▶ [WORK REQUIRED]: Repeat each entry word for word. Leave any images out of the copy.

▶ [THE DATA]:
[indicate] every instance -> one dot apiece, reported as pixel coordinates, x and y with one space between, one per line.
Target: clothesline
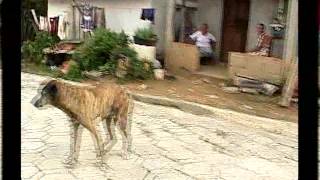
124 8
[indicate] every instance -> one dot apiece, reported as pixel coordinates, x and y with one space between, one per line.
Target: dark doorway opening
235 27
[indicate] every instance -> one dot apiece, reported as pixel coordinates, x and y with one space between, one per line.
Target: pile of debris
57 55
246 85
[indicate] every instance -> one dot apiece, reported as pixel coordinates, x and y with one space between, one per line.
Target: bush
74 72
137 69
32 50
96 50
145 33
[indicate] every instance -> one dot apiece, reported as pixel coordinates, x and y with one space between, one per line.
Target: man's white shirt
202 40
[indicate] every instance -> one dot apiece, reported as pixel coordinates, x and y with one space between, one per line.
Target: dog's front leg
96 137
75 138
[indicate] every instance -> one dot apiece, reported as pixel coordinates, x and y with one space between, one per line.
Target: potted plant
145 36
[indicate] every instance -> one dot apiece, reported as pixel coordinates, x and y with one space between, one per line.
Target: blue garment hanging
148 14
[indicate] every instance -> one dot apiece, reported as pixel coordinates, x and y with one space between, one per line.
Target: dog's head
46 93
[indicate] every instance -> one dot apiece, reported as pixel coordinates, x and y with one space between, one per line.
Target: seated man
263 43
204 41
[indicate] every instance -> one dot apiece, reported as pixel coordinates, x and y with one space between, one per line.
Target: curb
186 106
209 111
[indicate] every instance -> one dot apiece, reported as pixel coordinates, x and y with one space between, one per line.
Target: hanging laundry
148 14
87 18
99 19
42 23
62 26
46 24
54 25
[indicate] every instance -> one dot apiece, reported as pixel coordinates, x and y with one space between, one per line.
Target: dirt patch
205 90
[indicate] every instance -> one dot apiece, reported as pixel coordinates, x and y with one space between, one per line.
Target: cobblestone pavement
167 144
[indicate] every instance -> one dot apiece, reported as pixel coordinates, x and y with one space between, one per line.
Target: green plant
136 68
145 33
96 50
74 72
32 50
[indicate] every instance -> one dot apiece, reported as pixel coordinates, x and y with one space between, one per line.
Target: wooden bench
181 55
266 69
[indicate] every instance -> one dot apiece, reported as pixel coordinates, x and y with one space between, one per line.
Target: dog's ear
51 88
47 81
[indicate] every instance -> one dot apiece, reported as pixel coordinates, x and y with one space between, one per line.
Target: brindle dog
86 106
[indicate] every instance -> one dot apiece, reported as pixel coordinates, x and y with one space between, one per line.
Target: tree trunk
289 86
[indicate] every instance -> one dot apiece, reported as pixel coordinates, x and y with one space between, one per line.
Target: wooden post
169 27
182 28
35 17
289 86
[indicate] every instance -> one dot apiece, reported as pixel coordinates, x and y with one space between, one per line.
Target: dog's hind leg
124 134
75 141
112 134
99 146
129 125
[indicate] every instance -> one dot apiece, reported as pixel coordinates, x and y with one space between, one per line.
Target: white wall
160 22
120 14
210 12
260 11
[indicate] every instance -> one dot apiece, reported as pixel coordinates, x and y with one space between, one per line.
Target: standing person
263 43
205 41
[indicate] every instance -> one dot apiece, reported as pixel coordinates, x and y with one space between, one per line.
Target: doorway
235 26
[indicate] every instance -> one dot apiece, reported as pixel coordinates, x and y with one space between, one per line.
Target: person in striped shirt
263 43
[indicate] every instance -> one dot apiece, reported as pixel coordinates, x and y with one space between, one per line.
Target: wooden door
235 26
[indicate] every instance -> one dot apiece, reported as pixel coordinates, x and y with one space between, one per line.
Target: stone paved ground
167 143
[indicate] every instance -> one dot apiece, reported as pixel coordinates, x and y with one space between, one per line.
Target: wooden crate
267 69
181 55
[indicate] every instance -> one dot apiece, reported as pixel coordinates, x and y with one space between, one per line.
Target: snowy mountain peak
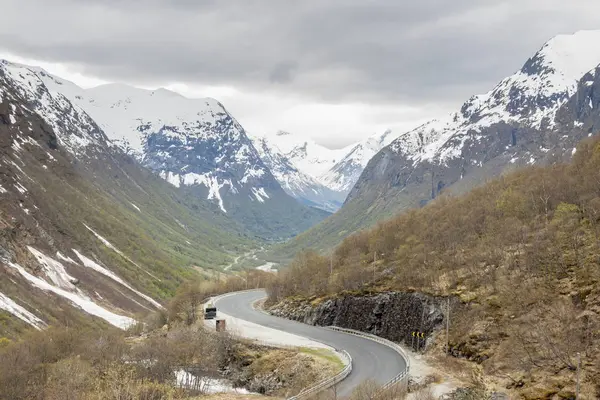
530 97
75 130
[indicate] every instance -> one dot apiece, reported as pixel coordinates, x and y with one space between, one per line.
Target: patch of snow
206 385
20 188
64 258
10 306
77 298
260 194
268 267
98 268
54 270
119 252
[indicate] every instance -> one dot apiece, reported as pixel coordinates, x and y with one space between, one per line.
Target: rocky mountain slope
88 236
296 183
194 144
535 116
315 174
345 173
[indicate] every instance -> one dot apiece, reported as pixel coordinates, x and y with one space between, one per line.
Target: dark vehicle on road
210 312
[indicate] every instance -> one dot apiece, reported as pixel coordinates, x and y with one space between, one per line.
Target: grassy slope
522 255
171 234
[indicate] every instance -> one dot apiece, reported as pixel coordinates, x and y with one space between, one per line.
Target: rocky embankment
392 315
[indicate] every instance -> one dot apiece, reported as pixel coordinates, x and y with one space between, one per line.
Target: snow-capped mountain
74 129
345 172
513 124
194 144
534 116
87 232
304 153
313 173
528 98
296 183
187 142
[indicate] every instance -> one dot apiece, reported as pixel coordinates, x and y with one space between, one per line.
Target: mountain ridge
521 121
195 145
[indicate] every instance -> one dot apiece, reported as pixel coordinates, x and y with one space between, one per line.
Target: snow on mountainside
304 153
530 97
316 173
537 115
296 183
194 144
344 174
75 130
186 141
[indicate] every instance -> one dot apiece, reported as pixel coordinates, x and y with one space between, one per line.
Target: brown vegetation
523 255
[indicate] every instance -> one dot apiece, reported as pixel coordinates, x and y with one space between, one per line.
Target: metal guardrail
319 387
403 374
326 383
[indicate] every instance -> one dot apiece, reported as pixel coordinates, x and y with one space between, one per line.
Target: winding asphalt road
370 360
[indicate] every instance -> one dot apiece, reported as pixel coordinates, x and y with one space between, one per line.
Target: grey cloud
283 72
380 51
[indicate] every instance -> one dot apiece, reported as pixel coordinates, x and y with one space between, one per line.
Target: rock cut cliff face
392 315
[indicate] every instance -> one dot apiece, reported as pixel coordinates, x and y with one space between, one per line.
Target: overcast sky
334 70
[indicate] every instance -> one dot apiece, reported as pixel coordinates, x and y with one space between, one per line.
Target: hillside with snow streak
195 145
89 236
534 116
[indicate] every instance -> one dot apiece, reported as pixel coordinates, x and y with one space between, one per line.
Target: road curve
370 360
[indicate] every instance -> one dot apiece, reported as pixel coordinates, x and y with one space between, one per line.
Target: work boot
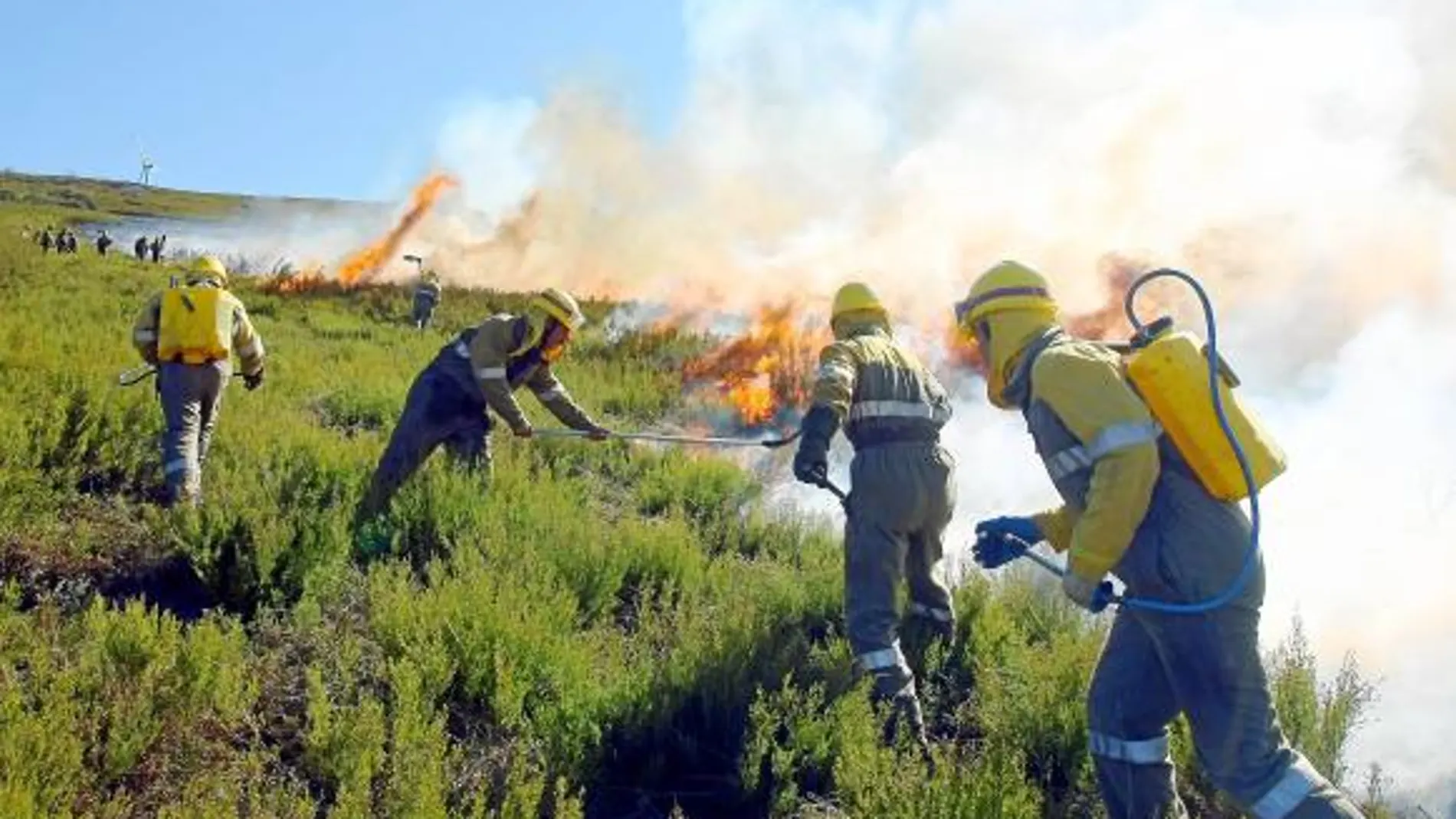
904 704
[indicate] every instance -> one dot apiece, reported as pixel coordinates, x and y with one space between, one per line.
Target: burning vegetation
765 373
363 265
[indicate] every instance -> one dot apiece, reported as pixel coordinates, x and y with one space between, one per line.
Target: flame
360 267
364 264
763 372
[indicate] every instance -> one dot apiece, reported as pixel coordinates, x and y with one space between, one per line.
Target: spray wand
661 438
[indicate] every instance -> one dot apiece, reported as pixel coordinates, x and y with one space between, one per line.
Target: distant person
427 297
189 333
477 372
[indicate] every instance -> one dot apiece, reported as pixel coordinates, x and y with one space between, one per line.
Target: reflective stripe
1136 751
884 658
1113 438
897 409
1294 788
943 614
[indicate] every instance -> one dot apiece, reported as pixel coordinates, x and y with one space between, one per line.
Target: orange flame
763 372
364 264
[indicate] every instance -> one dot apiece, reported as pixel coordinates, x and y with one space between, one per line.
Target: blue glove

▶ [THE RESPONSE]:
[indicate] every instance -> one dot apiece, reported as pixel coordinates, x and y with one space between, one per line.
Target: clothesline
124 8
[indicate] every instance -> one dot apiece, reported as pixel coordinates, x and y with one space between, one per line.
Target: dark doorway opening
235 27
[indicate] every instance -> one dot apiece, reported as pixel coordinates, x and y with one space between, one per line.
Target: pile of debris
57 55
246 85
[indicate] every instance -> one dot apiece, reported as pixel coordinates, x and y with one space between, one per line.
Target: bush
74 72
137 69
32 50
96 50
145 33
[indicate] every instance -> one dot apiece, reported as pixel coordinates, x and y with one space between, one per line.
Target: man's white shirt
202 40
[indicate] every instance -> one dot apiece, reported as pixel coordinates, x and y with one space between, one per line.
Target: dog's front leg
96 137
75 138
[indicate] every instance -> one dot apiece, reported as pixel coordinates, x and y with one space between, one per line.
Target: potted plant
145 36
[indicate] every instance -> one dot apiece, reported as pixel coordinates, x and y with one space between, one per line.
Target: blue garment hanging
148 14
[indicate] every instance -> one dot apiece, reported as pixel coordinates, x and y with one space between, one per line.
Target: dog's head
46 93
[indicate] every instance -> one dot apiece, reported as pixel coordinates, x and y with one space between, one per line.
Target: seated man
263 43
204 41
[indicate] every instance -> one dot apiece, reported as pixel coordinates, x and y with one space between, one per line.
Target: curb
186 106
209 111
[indicate] every instance -> one dot apiece, reported as pixel coordinates, x and y with one space between, one per line.
Target: hanging laundry
148 14
87 18
99 19
42 23
62 26
46 24
54 25
[indicate] every instance -> one dot apiece, reported as pixel coordinates, x and y with one space between, one per line.
Target: dirt patch
205 90
[indicate] every instance -> one dot apiece, reported as pixel coordinates, x and y with one space between, one per line.
Target: cobblestone pavement
167 144
[indicate] every instance -> one dot apiece, reported as pixel coordinates, x and y with one space between, one per line.
Target: green plant
136 68
145 33
96 50
74 72
32 50
[indicate] every instance -> one dot apiece, reported as pixel coordinates, x and y with one space between, one per line.
Target: wooden bench
181 55
266 69
[indicate] every instance -> one dot apiece, reported as pixel coordinates, x and y with one space between, one per line.
Target: dog's ear
51 88
47 81
[indicate] every instance -> one dot apiece, reported as pixel coordinates, x and y with one space between, one per line.
Target: brindle dog
86 106
[indicate] every instance -> one dot apiece, reported as pixel coordinates, x and y with one space between, one per line.
Target: tree trunk
289 86
[indicate] every instance -> one dot apiece, reported as pixel coordinates, x and y with one space between, one per line.
Target: wooden post
169 27
182 28
35 17
289 86
[indicate] every instance -> one dot apiece, reported as pixel coordinates, x and y with one space between, one per line.
Target: dog's hind leg
124 134
75 141
112 134
99 146
129 125
[indicate] every instance -> one dot apiece, reported as pixel coordinates, x and y with one space between, one per line.
Target: white wall
160 22
120 14
210 12
260 11
[indicate] every instance -> one dot apiece, reported as pixel coordinates, x and y with one space between, one per line.
Target: standing person
263 43
205 41
[indicate] every instance -> one dot apiece, reported as pixel coordinates, x and y with one space between, one per line.
Target: doorway
235 26
[indicate] every instance -> one dot apiece, reported as pixel coordinates, x and y with one space between, one per line.
Target: person in striped shirt
263 43
[indicate] every instance -> one dot apiece, reported as pixel coordinates, x and y with one space between, one per line.
Target: wooden door
235 26
[indicate] every instance -> one dot apiece, reported as pixel coordinates, x and y with one space between, one per line.
Target: stone paved ground
167 143
[indicate] every instance -> one dot apiece, reported as pixel coordinates, x and y with one space between, one per line.
Target: wooden crate
267 69
181 55
[indicate] every instance -> one dot apiece, reported as pixel coordinates, x and y with one space between, one per line.
Target: snowy mountain peak
530 97
75 130
[indicate] every instance -> one dot apiece, reported as pixel coordinates, x and y with one space between, one per line.
Target: patch of snow
206 385
20 188
64 258
10 306
77 298
260 194
268 267
98 268
54 270
119 252
[indicate] every instance -> one dot apiece, reported as pixel coordinates, x and y with one space between, one per line.
Target: rocky mountain slope
88 236
296 183
194 144
535 116
315 174
345 173
[indicate] every instance -> one dot apiece, reported as pixel coordinates, x and y with one space between, one per line.
Target: dark vehicle on road
210 312
[indicate] every instance -> one dot apiece, reported as pixel coordinates, x and y with one space between, one per line.
Target: grassy slope
522 255
171 234
[indicate] every instance -> one dot apiece, reported as pixel coordinates, x and y with one space between, one per line.
Target: rocky embankment
392 315
[indicate] every instance -> one dot apiece, reported as pixel coordinates, x and y with one space between, one per line.
Target: snow-capped mountain
74 129
345 172
513 124
194 144
534 116
87 232
304 153
313 173
528 98
296 183
187 142
[indicate] every instance -> one dot apiece, reported as pixel coordinates, x and y with one space between, one per line.
Target: mountain ridge
521 121
195 145
[indicate] every instance -> one dot apiece, reported as pixel coordinates, x and y with one space between, one per line.
Target: snow on mountainside
304 153
530 97
316 173
537 115
296 183
194 144
344 174
75 130
186 141
[indicate] every instance -> one dot apiece, reported as pixel coordinates, x and y with one space between, one per line.
Target: brown vegetation
523 255
[indicate] every instance -> one dot apiece, reported as pixel coordinates, x and y with one space between, one per line.
Target: metal guardrail
319 387
403 374
326 383
[indicate] every instance -> one dot apiece, reported as pixel coordinates, x and y with one space between, one per line.
Target: winding asphalt road
370 360
[indicate] every instance -> one dot apiece, reported as pixel coordinates, x and y with one space between, one per line.
Target: grey cloud
283 72
380 51
[indicate] every instance -> one dot apiece, reported as pixel coordinates, x and y with one space between, one per line.
Target: rock cut cliff face
392 315
[indicate] every instance -> one dot apiece, reported as pixel coordinates, x and y with one space between, one per line.
Target: overcast sky
334 70
[indicate] every instance -> one dot apiece, reported as pixel coordinates, x and y with one space between, one per line.
Target: hillside with snow streak
195 145
89 236
534 116
[indicate] every instance -> one dot apiece, reported as pixel coordinates, x and y with one space between, one per line.
Target: road curve
370 360
[indicate] every instance -> one dot apiece, reported as pixel coordinates, x and y with one space between, one per line.
Target: work boot
904 704
[indicate] every instance -> one dot apiece, reported as pixel coordinates, x and y with one space between, one per line.
Target: burning vegetation
765 373
363 265
[indicate] every instance -> one dot apiece, reported as pixel coordinates, x and y with one space between, one per line.
Target: flame
360 267
364 264
763 372
[indicate] every instance -> one dot apiece, reported as pixel coordinates, x and y with one space between, one per line.
Target: spray wand
661 438
[indicate] every instance -> one dot apiece, reported as pixel coordinates, x and y with one space between, one per line.
Target: distant person
427 297
189 333
477 372
[indicate] every instance -> one dot apiece, reported as pixel coordinates, x and y with one space between, one per line.
Target: reflective stripe
1136 751
884 658
1113 438
897 409
1294 788
943 614
[indicate] every instance -> one dot apiece, reported as pixel coordinates, x and y with one space between, one per line.
Target: orange flame
763 372
364 264
[indicate] every instance -> one dot apiece, reported as pixel coordinates, x and y with one space between, one per line.
Target: blue glove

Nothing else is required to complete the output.